### [DOCUMENT EXTRACT]
◆ ◆ ◆

THE ASTROROVER PROJECT

https://github.com/augustkode/TheAstroroverProject

Abstract

This final blog sums up Sanders and Augusts work. The theme of this project is space. The task was wide, and provided us significant freedom of exploration and opportunities to grow within systems and computer engineering. From here we derived the problem domain and ultimate goal: safe autonomous data collection. To achieve this, we have used sensorics and actuators. Some of the sensors used are LiDAR, DHT11, Ultrasonic sesnsors, IMU and barometer. Some of the actuators used are mechanic wheels. The methods followed was kanban, agile scrum and UML. We achieved our ultimate goal of autonomous data collection. The data is displayed in a GUI, and the results are logged in a file. We collect data, both from the environment and from the system.

Preface

We would like to thank Steven Bos and Richard Thue for great help and guidance. We also want to thank Henning Gundersen for great music.

Demo Video

Table of Contents

• Problem Domain
• System Requirements
• System Design
• Challenges
• Improvements
• Conclusion

Problem Domain

The problem domain of our project are safe autonomous data collection. We are of course not on mars, so our concerns lies in how to make the car autonomous, how to gather sensor data and how to display the sensor data.

Our greatest challenge have been merging every working and verified sub-system, and make them collaborate in real-time.

Our starting point was a pre built schaled down electric car, with mechanum wheels. The challenges and concerns raised was:

• How could we make the car drive fully autonomous?
• What data should we collect?
• How could we gather data?
• How could we mount the sensors?
• How could we display the data?
• How could we control the car incase of an emergency?
• How could we see where to drive?
• How to fit and place all the components within a small frame?
• How can we map the environment?
• How to fit everything?

Tools

We have held one group meeting a week, where we have talked about progress. We have used kanban and agile scrum. Most of the work have been done at home.

Development Tools:

• tree.aiga
• Github
• ROS2 humble
• Ubuntu 22.04
• Ubuntu 22.04 Server (RPI)
• VSCode (with remote SSH)
• RViz 2
• Gazebo
• DrawIO
• Qt

System Requirements

We split the system into three requirement categories:

• System requirements
• Rover requirements
• GUI requirements

System Design

ROS2 Diagram

Features

Raspberry PI 4B

Runs:

• Lidar_node (stl lidar node, provides lidar input to /scan)
• Autonomous_node (Autonomous driving and lidar processing, using lidar data)
• motor_driver node (Parsing driving commands to micro:bit from cmd_vel and cmd_vel_auto)
• Arduino_bridge_node (Provides functionality. DHT11, LCD, PIR, RGB, Photoresistor)
• temperature_tracker node (Provides PI CPU temperature)

◆ ◆ ◆

### [ENTRIES SHOWN]
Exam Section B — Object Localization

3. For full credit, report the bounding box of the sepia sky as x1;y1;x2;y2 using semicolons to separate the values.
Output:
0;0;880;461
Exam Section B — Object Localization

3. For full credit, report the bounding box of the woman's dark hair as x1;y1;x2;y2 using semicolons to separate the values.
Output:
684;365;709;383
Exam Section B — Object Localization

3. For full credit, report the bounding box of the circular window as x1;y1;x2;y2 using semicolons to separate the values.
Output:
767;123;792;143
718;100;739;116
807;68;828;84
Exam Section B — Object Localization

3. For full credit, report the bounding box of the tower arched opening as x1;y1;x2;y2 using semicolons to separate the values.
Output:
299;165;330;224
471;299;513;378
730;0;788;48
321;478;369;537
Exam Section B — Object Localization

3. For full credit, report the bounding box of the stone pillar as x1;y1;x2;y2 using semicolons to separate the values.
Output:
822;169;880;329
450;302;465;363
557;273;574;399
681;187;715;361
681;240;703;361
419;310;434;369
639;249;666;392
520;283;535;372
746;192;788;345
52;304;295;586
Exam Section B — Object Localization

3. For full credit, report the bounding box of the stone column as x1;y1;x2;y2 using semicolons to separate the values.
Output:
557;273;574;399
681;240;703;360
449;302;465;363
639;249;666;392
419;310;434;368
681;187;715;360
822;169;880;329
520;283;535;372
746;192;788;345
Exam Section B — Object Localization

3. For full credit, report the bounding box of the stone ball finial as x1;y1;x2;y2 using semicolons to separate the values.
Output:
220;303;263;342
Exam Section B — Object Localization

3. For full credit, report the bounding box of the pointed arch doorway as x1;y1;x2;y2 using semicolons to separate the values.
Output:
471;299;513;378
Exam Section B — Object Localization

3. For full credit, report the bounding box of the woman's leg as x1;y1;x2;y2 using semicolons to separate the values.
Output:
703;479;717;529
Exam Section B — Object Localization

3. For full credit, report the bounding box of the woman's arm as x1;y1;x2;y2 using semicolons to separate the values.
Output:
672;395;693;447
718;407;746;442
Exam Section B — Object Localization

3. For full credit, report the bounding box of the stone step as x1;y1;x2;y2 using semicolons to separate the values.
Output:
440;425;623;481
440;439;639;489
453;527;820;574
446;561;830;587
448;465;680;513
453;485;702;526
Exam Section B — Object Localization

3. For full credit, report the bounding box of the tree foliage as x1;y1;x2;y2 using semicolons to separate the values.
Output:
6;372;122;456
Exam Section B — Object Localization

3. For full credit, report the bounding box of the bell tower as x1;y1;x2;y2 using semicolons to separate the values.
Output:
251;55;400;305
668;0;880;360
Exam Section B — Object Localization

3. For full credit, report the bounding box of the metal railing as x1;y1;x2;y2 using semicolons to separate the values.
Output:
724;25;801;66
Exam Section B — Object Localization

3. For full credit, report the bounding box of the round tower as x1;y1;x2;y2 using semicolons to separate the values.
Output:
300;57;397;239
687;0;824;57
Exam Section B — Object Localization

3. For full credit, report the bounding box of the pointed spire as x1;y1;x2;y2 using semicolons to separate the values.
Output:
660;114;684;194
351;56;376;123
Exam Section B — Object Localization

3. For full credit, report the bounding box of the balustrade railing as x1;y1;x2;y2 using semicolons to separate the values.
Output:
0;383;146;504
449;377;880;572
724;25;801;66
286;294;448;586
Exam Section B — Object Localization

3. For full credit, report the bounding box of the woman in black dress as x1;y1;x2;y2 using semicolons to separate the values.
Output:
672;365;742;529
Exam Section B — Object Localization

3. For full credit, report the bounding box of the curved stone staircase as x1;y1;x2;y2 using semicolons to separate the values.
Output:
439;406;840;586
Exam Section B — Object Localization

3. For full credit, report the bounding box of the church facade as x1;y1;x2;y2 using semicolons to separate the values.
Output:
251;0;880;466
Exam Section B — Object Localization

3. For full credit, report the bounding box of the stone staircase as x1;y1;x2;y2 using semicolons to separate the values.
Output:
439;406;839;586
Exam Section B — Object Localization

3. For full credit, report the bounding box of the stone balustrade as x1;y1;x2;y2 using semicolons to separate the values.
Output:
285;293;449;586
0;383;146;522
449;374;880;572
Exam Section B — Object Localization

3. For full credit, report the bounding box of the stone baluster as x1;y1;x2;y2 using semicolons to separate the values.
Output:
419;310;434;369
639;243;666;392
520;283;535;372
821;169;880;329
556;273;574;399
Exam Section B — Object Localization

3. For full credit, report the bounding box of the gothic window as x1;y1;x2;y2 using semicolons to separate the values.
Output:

◆ ◆ ◆

### [SET PROBLEM 1]
Edit the rows above, from the first row to the line with "321;478;369;537", replacing "Exam Section B" with "Exam Section C" and keeping everything else unchanged.
### [SET PROBLEM 2]
Extend the Astrorover project write-up, picking up after its final line.

### [OUTPUT 1]
Exam Section C — Object Localization

3. For full credit, report the bounding box of the sepia sky as x1;y1;x2;y2 using semicolons to separate the values.
Output:
0;0;880;461
Exam Section C — Object Localization

3. For full credit, report the bounding box of the woman's dark hair as x1;y1;x2;y2 using semicolons to separate the values.
Output:
684;365;709;383
Exam Section C — Object Localization

3. For full credit, report the bounding box of the circular window as x1;y1;x2;y2 using semicolons to separate the values.
Output:
767;123;792;143
718;100;739;116
807;68;828;84
Exam Section C — Object Localization

3. For full credit, report the bounding box of the tower arched opening as x1;y1;x2;y2 using semicolons to separate the values.
Output:
299;165;330;224
471;299;513;378
730;0;788;48
321;478;369;537

### [OUTPUT 2]
• camera_node (provides camera stream from ZeroCam NightVision)
• sensehat_node (Privides IMU data, barometer, and car internal temperature)

Micro:Bit V2

Runs:

• Parses driving commands from motor_driver mode to run motors.
• Ultrasonic sensors (Emergency stop, separate from ROS 2, to protect camera in front in case of user error or autonomous malfunction)
• Motor Driver Board (Controls motors)

Arduino Mega 2560

Runs:

• DHT11
• LCD display
• Photoresistor
• PIR sensor
• RGB light
• Buzzer

PC

Runs:

• GUI node (displays live camera feed, system status and other sensor information)
• Teleop_twist node (Processes /joy data and publishes on /cmd_vel)
• Joy_node (Handles joystick input and publishes to /joy)

Component List

Car Design

Evolution of the ASTROROVER

Challenges

We have met two great challenge, that we have yet to defeat. We have not been able to make mapping possible with IMU data, and we are experiencing intermittent faults in our arduino sub-system.

We get LiDAR visualization in Rviz, and we can somehow measure and display the room. But we have not been able to integrate the IMU data with the LiDAR.

The intermittent faults we are experiencing comes and goes. Most of the time, the lcd display and DHT11 sensor works. These are the most important components from the arduino, so this is fine. We have tried to solve the problem by removing every unessecary jumer cable, but this didnt solve the problem.

Improvements

If we where to do this again, we would have used wheel encoders to get odometri combined with LiDAR for more accurate mapping. We would also buy a powerbank without PD. These have to much constraints, and wouldnt drive the motor board. We would also used kanban on Github instead of tree.aiga, because everything would have been on the same site.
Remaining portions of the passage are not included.